→ INSTRUCTIONS:
[1] In the SpamAssassin thread about the malformed UTF-8 error, what does it mean that the SA team dropped official support for Perl 5.6? Answer in one to three sentences.
[2] Write the next part of the SpamAssassin thread about the malformed UTF-8 error, picking up after its final sentence.

→ EXTRACT TO READ:
━━━━━━
You are viewing a plain text version of this content. The canonical link for it is here.
Posted to users@spamassassin.apache.org by Chris Conn <cc...@abacom.com> on 2010/06/01 17:56:02 UTC

Malformed UTF-8 character

Hello,

I upgraded to SA 3.3.1 on a CentOS system using Perl 5.8.5 and I 
occasionally get this error;

Malformed UTF-8 character (unexpected non-continuation byte 0x00, 
immediately after start byte 0xc3) in pattern match (m//) at 
/var/lib/spamassassin/3.003001/updates_spamassassin_org/72_active.cf, 
rule __HUSH_HUSH, line 1, <GEN272> line 528.

Malformed UTF-8 character (unexpected non-continuation byte 0x00, 
immediately after start byte 0xe9) in pattern match (m//) at 
/var/lib/spamassassin/3.003001/updates_spamassassin_org/72_active.cf, 
rule __HUSH_HUSH, line 1, <GEN24> line 462.

I built a rpm using rpmbuild on the system in question, is my 
installation broken?  I have found similar instances in previous versions

http://wiki.apache.org/spamassassin/RedHatMalformedUtf8
http://www.gossamer-threads.com/lists/spamassassin/users/100450

mostly old stuff.

What can I check to correct this?

Thanks in advance,

C.




Re: Malformed UTF-8 character

Posted by Karsten Bräckelmann <gu...@rudersport.de>.
On Tue, 2010-06-01 at 12:31 -0400, Michael Scheidell wrote:
> I believe the minimum recommended is 5.8.8  with 5.10.1 STRONGLY 
> recommended.
> 
> there was even talk on this list of disabling anything user 5.8.8, or 
> strongly warning against it.
> 
> (and I think there was some talk about requiring 5.10.1.)

No, this definitely has never been considered.

Since 3.3.0 the SA team dropped /official/ support for Perl 5.6. That
means, we do not guarantee it will continue to work with 5.6, which it
currently does. We are even open to get Perl 5.6 specific patches in, if
provided by the community. However, we are unlikely to fix any issues
with 5.6 ourself.

The discussion and decision to drop official Perl 5.6 support was hard
enough already.


-- 
char *t="\10pse\0r\0dtu\0.@ghno\x4e\xc8\x79\xf4\xab\x51\x8a\x10\xf4\xf4\xc4";
main(){ char h,m=h=*t++,*x=t+2*h,c,i,l=*x,s=0; for (i=0;i<l;i++){ i%8? c<<=1:
(c=*++x); c&128 && (s+=h); if (!(h>>=1)||!t[s+h]){ putchar(t[s]);h=m;s=0; }}}


Re: Malformed UTF-8 character

Posted by Michael Scheidell <sc...@secnap.net>.
On 6/1/10 11:56 AM, Chris Conn wrote:
> Hello,
>
> I upgraded to SA 3.3.1 on a CentOS system using Perl 5.8.5 and I 
> occasionally get this error;
>
I believe the minimum recommended is 5.8.8  with 5.10.1 STRONGLY 
recommended.

there was even talk on this list of disabling anything user 5.8.8, or 
strongly warning against it.

(and I think there was some talk about requiring 5.10.1.)
━━━━━━
→ RECORDED DATA:

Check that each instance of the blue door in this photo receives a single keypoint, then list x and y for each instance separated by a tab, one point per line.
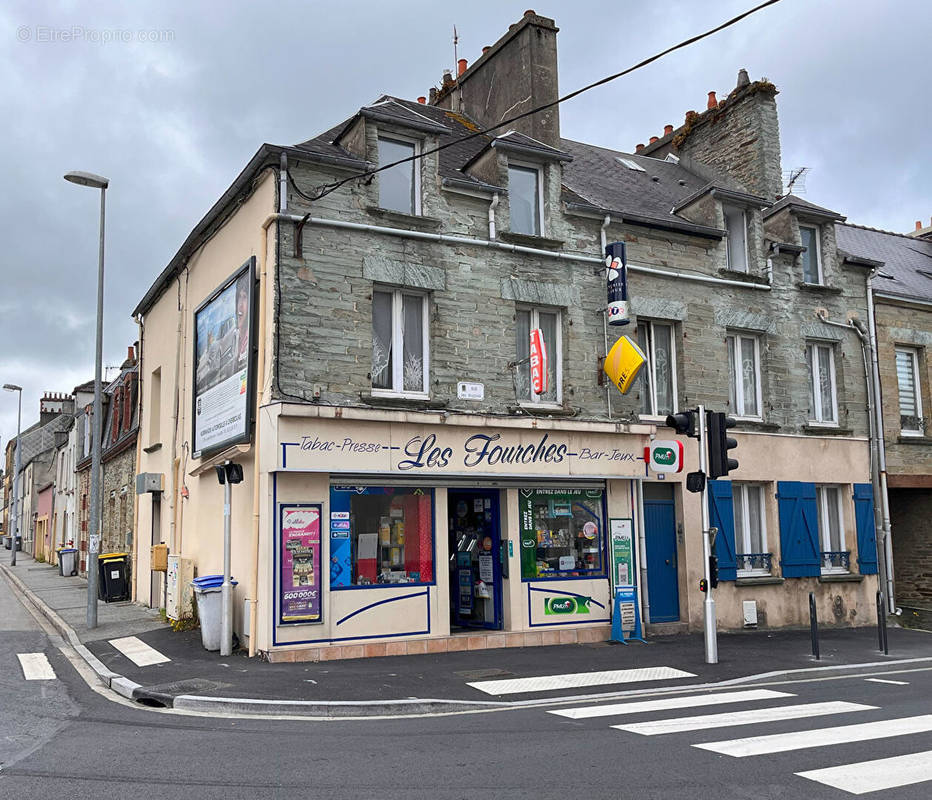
━━━━━━
→ RESULTS BY TASK:
[1] Starting with version 3.3.0, the team no longer guarantees that SpamAssassin will keep working with Perl 5.6, although it currently still does. They are willing to accept Perl 5.6-specific patches from the community, but they are unlikely to fix 5.6 problems themselves.

[2]
-- 
Michael Scheidell, CTO
Phone: 561-999-5000, x 1259
 > *| *SECNAP Network Security Corporation

    * Certified SNORT Integrator
    * 2008-9 Hot Company Award Winner, World Executive Alliance
    * Five-Star Partner Program 2009, VARBusiness
    * Best Anti-Spam Product 2008, Network Products Guide
    * King of Spam Filters, SC Magazine 2008

______________________________________________________________________
This email has been scanned and certified safe by SpammerTrap(r). 
For Information please see http://www.secnap.com/products/spammertrap/
______________________________________________________________________  

Re: Malformed UTF-8 character

Posted by John Hardin <jh...@impsec.org>.
On Tue, 1 Jun 2010, Chris Conn wrote:

> John Hardin wrote:
>>  On Tue, 1 Jun 2010, Chris Conn wrote:
>> 
>> >  I upgraded to SA 3.3.1 on a CentOS system using Perl 5.8.5 and I 
>> >  occasionally get this error;
>> > 
>> >  Malformed UTF-8 character (unexpected non-continuation byte 0x00, 
>> >  immediately after start byte 0xc3) in pattern match (m//) at 
>> >  /var/lib/spamassassin/3.003001/updates_spamassassin_org/72_active.cf, 
>> >  rule __HUSH_HUSH, line 1, <GEN272> line 528.
>> > 
>> >  What can I check to correct this?
>>
>>  I'll fix that, thanks for mentioning it.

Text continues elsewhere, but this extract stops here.